- What you will do
Leave the pictures out and transcribe every record exactly.
--- start Entries provided ---
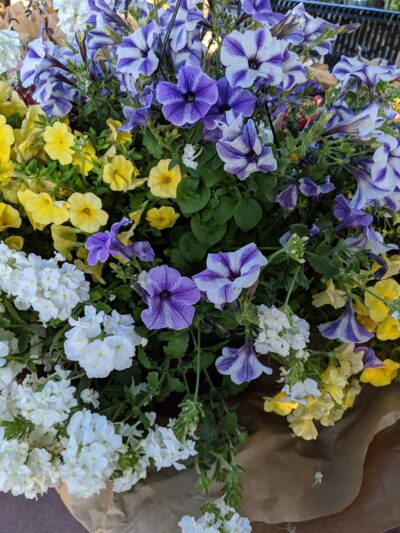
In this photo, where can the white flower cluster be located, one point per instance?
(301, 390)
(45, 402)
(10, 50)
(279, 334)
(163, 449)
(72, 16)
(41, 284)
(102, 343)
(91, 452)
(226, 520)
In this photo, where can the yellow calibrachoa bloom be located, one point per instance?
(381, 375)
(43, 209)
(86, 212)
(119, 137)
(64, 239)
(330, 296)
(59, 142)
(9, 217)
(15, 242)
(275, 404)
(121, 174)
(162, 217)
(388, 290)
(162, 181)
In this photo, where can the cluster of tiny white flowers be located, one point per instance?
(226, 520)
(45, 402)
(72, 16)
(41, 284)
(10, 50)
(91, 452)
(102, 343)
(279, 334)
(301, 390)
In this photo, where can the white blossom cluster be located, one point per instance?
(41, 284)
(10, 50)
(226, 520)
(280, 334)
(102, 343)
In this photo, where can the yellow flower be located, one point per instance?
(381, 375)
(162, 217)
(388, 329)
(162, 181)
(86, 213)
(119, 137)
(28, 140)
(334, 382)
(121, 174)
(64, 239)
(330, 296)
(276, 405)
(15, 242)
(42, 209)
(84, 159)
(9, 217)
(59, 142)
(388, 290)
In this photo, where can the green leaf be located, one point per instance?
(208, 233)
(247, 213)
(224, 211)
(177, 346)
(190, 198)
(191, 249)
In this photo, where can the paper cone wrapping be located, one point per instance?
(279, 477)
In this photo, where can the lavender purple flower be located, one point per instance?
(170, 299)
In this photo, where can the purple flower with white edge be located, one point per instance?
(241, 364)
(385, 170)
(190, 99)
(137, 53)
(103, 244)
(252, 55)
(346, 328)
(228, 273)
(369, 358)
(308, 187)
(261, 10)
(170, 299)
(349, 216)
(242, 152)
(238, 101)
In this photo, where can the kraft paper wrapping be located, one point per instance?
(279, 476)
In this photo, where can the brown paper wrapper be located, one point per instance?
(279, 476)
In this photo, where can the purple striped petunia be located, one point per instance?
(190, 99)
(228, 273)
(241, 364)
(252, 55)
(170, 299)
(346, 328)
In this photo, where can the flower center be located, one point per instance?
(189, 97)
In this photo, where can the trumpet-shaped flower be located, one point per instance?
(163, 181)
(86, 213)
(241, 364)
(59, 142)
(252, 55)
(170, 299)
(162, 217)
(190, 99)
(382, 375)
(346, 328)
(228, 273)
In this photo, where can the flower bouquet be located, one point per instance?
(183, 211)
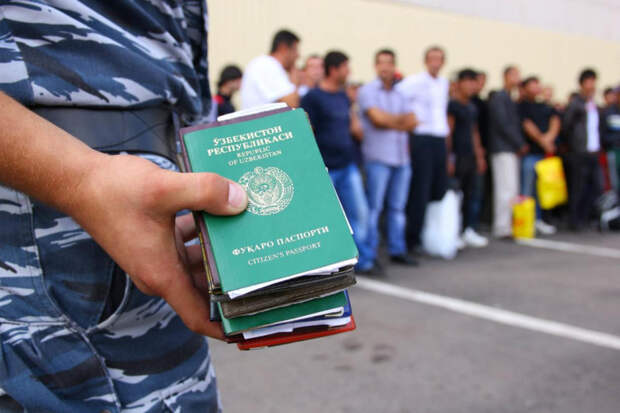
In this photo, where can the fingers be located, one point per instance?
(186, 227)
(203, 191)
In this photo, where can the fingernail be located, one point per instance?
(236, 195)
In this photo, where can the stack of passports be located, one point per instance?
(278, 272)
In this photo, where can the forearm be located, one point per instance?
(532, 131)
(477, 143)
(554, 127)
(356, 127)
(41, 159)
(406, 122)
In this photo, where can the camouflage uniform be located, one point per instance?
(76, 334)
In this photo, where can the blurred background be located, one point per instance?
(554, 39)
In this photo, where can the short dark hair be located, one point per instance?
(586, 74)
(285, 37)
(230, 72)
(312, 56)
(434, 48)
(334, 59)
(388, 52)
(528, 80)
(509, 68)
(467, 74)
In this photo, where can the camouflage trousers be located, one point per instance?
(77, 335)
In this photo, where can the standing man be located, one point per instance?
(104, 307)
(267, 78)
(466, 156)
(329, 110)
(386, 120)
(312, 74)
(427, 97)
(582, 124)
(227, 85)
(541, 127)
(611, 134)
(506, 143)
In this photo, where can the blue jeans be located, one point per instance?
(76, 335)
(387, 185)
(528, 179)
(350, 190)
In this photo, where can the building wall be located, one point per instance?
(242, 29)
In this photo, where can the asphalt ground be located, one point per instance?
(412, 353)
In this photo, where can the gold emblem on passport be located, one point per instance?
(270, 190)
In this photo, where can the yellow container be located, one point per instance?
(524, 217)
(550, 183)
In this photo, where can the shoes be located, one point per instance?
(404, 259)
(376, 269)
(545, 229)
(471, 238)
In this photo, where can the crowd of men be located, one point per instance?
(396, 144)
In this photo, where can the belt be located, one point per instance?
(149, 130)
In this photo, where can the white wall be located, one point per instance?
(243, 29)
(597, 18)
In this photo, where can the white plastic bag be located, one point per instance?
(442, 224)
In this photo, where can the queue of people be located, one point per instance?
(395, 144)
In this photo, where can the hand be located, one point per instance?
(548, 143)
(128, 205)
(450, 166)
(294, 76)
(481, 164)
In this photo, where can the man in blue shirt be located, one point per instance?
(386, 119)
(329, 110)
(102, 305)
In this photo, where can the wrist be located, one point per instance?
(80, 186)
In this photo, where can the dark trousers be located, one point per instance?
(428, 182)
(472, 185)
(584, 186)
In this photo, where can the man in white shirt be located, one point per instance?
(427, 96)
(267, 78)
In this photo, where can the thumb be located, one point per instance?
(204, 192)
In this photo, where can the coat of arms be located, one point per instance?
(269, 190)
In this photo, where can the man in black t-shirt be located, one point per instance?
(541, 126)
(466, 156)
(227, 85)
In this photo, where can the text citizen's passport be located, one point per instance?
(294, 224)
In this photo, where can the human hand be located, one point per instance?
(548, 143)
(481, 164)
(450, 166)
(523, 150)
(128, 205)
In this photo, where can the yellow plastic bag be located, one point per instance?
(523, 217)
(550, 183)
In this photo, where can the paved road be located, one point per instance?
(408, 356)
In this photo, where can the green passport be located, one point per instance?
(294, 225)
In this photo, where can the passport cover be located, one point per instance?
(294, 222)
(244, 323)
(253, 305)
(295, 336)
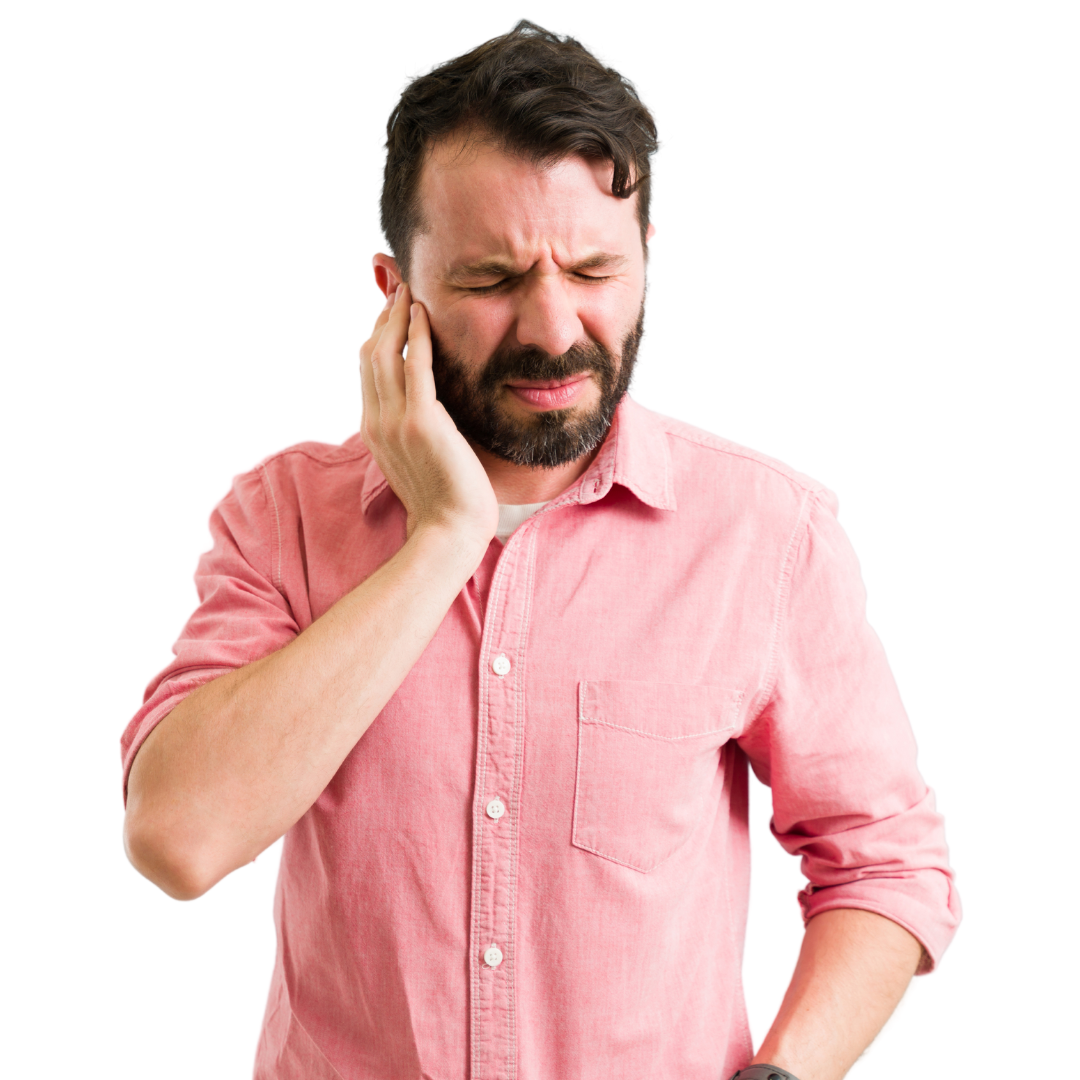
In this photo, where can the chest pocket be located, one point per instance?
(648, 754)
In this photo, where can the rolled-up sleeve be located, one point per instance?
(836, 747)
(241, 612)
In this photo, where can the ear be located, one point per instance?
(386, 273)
--- end Entries provided ---
- Completed exercise
In this photo, where can the white flower cluster be located, one point per instance?
(301, 390)
(45, 402)
(10, 50)
(279, 334)
(163, 449)
(72, 16)
(41, 284)
(102, 343)
(91, 452)
(226, 520)
In this photo, where can the yellow calibrachoa bloom be located, one point per instance?
(381, 375)
(43, 209)
(86, 212)
(119, 137)
(64, 239)
(330, 296)
(59, 142)
(9, 217)
(15, 242)
(275, 404)
(121, 174)
(162, 217)
(388, 290)
(162, 181)
In this photo, where can the cluster of tiny white flowers be located, one point per instance?
(226, 520)
(45, 402)
(72, 16)
(41, 284)
(10, 50)
(91, 452)
(102, 343)
(279, 334)
(301, 390)
In this photo, where can the white blossom cluster be located, one point per instance?
(41, 284)
(10, 50)
(226, 520)
(280, 334)
(102, 343)
In this photo, where can the yellow flower be located, one point per instance?
(381, 375)
(162, 217)
(388, 329)
(162, 181)
(86, 213)
(119, 137)
(28, 140)
(334, 382)
(121, 174)
(64, 239)
(330, 296)
(276, 405)
(15, 242)
(42, 209)
(84, 159)
(9, 217)
(59, 142)
(388, 290)
In this photo, where can the green leaf be located, one point per instance?
(208, 233)
(247, 213)
(224, 211)
(177, 346)
(190, 198)
(191, 249)
In this photo, where can the paper cone wrapping be located, one point per instance?
(279, 477)
In this photo, where can the lavender purple flower be located, one point per instance?
(170, 299)
In this photo, where can the purple flower with white edge be located, one point per instance?
(241, 364)
(385, 170)
(190, 99)
(137, 53)
(103, 244)
(252, 55)
(346, 328)
(228, 273)
(369, 358)
(308, 187)
(261, 10)
(170, 299)
(349, 216)
(242, 152)
(238, 101)
In this photo, where can the kraft paper wrapping be located, one point per instance?
(279, 476)
In this photo, where can the brown paper wrapper be located, one point per instance?
(279, 476)
In this photo, where can the purple striped petunia be located, one point per instance?
(190, 99)
(228, 273)
(241, 364)
(252, 55)
(170, 299)
(346, 328)
In this photo, where can the flower center be located, one point per instance?
(189, 97)
In this photo, where can the trumpet-shaped flower be located, one point per instance?
(163, 181)
(86, 213)
(241, 364)
(59, 142)
(252, 55)
(170, 299)
(162, 217)
(190, 99)
(382, 375)
(346, 328)
(228, 273)
In this photo, where can the flower bouquet be located, one point per instance?
(183, 211)
In this photo, where can the fingers be located, one point per instance?
(186, 227)
(203, 191)
In this photo, where can the fingernail be located, one point per instance?
(236, 195)
In this photo, where can the stack of passports be located, one point per instance?
(278, 272)
In this photo, where can the forearm be located, one point per instance?
(532, 131)
(477, 143)
(554, 127)
(356, 127)
(41, 159)
(406, 122)
In this photo, where can the camouflage uniform be located, one point per instance?
(76, 334)
In this photo, where can the blurred background be located, one point per instance?
(554, 39)
In this photo, where can the short dark hair be located, one point per instance?
(586, 74)
(285, 37)
(230, 72)
(312, 56)
(434, 48)
(334, 59)
(388, 52)
(528, 80)
(509, 68)
(467, 74)
In this photo, where can the camouflage trousers be located, one point per instance?
(77, 335)
In this photo, where can the standing man be located, one point per instance?
(104, 307)
(267, 78)
(466, 156)
(329, 110)
(386, 120)
(312, 74)
(427, 97)
(582, 124)
(227, 85)
(541, 127)
(611, 134)
(506, 143)
In this photo, where can the blue jeans be located, one point per instance?
(76, 335)
(387, 185)
(528, 179)
(350, 190)
In this photo, where can the building wall be located, one point per instance?
(242, 29)
In this photo, where can the asphalt ground be located, one point per instance?
(412, 353)
In this photo, where can the gold emblem on passport be located, one point per instance?
(270, 190)
In this photo, where can the yellow container be located, one point per instance?
(524, 217)
(550, 183)
In this photo, where can the shoes be located, one point per instance?
(404, 259)
(376, 269)
(545, 229)
(471, 238)
In this photo, where can the crowd of men be located, one point per instance?
(396, 144)
In this photo, where can the belt be located, one point per instance?
(149, 130)
In this photo, where can the white wall be located, one point per instance?
(243, 29)
(597, 18)
In this photo, where can the white plastic bag be located, one point per instance?
(442, 224)
In this photo, where can the queue of people be located, one point per instance?
(395, 144)
In this photo, where can the hand be located, one point per instance?
(548, 143)
(128, 205)
(450, 166)
(294, 76)
(481, 164)
In this photo, where can the man in blue shirt be located, one point per instance?
(386, 119)
(329, 110)
(102, 305)
In this photo, where can the wrist be located, one point per instance?
(80, 186)
In this photo, where can the dark trousers be located, one point per instance?
(428, 182)
(472, 185)
(584, 186)
In this photo, where can the man in white shirt be located, one point per instance?
(427, 96)
(267, 78)
In this photo, where can the thumb be located, one point per instance?
(204, 192)
In this photo, where can the coat of arms be located, one point per instance?
(269, 190)
In this photo, where can the man in black t-shirt be located, one point per instance?
(541, 126)
(466, 156)
(227, 85)
In this photo, where can the text citizen's passport be located, one point per instance?
(294, 224)
In this photo, where can the human hand be located, one point per instance?
(548, 143)
(481, 164)
(450, 166)
(523, 150)
(128, 205)
In this photo, where can the yellow plastic bag be located, one point per instance?
(523, 217)
(550, 183)
In this photo, where can the paved road be located, one point per instance?
(408, 356)
In this photo, where can the green passport be located, one point per instance?
(294, 225)
In this photo, where can the passport cover be located, one point per instance?
(294, 222)
(244, 323)
(253, 305)
(295, 336)
In this photo, where can the chest pocket be located, one point per instance?
(648, 754)
In this photo, where can the rolled-up sleeve be located, one point per instance?
(836, 747)
(241, 612)
In this photo, where can the ear be located, one point per instance?
(386, 273)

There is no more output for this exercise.